● Provided records
------------------------------------------------

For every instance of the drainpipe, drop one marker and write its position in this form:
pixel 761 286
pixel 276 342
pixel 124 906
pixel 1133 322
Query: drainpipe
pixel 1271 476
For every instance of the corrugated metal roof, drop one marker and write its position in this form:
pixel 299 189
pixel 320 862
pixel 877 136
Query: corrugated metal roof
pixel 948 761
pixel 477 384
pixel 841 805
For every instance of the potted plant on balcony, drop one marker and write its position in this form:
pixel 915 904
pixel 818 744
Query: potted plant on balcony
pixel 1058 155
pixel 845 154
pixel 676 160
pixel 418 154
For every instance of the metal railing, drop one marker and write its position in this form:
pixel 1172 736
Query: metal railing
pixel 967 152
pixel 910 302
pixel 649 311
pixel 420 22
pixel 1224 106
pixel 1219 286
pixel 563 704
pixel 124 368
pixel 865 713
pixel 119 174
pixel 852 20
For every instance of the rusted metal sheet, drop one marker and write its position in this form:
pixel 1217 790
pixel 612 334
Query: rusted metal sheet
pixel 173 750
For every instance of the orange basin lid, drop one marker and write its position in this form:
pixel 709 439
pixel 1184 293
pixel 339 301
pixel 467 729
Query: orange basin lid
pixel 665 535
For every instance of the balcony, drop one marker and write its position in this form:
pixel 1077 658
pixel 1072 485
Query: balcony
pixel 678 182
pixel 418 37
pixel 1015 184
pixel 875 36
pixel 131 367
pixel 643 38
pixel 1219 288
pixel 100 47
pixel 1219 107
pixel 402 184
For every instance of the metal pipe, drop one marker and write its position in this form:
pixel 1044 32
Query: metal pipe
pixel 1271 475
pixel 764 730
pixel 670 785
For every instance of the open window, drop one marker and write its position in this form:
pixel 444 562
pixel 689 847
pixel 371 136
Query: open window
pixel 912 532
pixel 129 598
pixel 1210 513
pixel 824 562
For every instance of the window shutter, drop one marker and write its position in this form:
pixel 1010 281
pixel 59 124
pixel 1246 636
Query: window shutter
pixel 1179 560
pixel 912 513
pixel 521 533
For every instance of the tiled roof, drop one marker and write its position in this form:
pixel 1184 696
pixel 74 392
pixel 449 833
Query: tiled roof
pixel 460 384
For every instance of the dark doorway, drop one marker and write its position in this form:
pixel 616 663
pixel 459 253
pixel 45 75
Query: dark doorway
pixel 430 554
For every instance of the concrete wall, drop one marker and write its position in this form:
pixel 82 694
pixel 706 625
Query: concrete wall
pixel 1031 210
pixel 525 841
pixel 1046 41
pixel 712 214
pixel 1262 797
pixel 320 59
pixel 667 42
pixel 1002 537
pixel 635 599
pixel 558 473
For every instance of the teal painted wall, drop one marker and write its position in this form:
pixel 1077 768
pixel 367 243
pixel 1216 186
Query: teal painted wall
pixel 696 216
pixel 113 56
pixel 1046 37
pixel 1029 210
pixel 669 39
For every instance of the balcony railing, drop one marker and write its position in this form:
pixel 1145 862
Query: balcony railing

------------------------------------------------

● Task objective
Restate word for word the lines above, beginning at the first one and ending at the line that carries "pixel 1172 736".

● Answer to this problem
For every instance of the drainpipe, drop one marker and write its position in this form:
pixel 761 286
pixel 276 342
pixel 124 906
pixel 1133 322
Query: drainpipe
pixel 1271 476
For every instance of the corrugated metal roof, drop one marker and write its position in this form:
pixel 299 189
pixel 320 862
pixel 877 136
Query: corrugated metal roof
pixel 948 761
pixel 477 384
pixel 841 805
For every instance of the potted plant on balcony, drop one marker and write its position in this form:
pixel 915 904
pixel 818 744
Query: potted plant on balcony
pixel 1058 155
pixel 845 154
pixel 676 160
pixel 418 154
For every instance of the metal railing, drop one marker and write its position in this form:
pixel 1172 736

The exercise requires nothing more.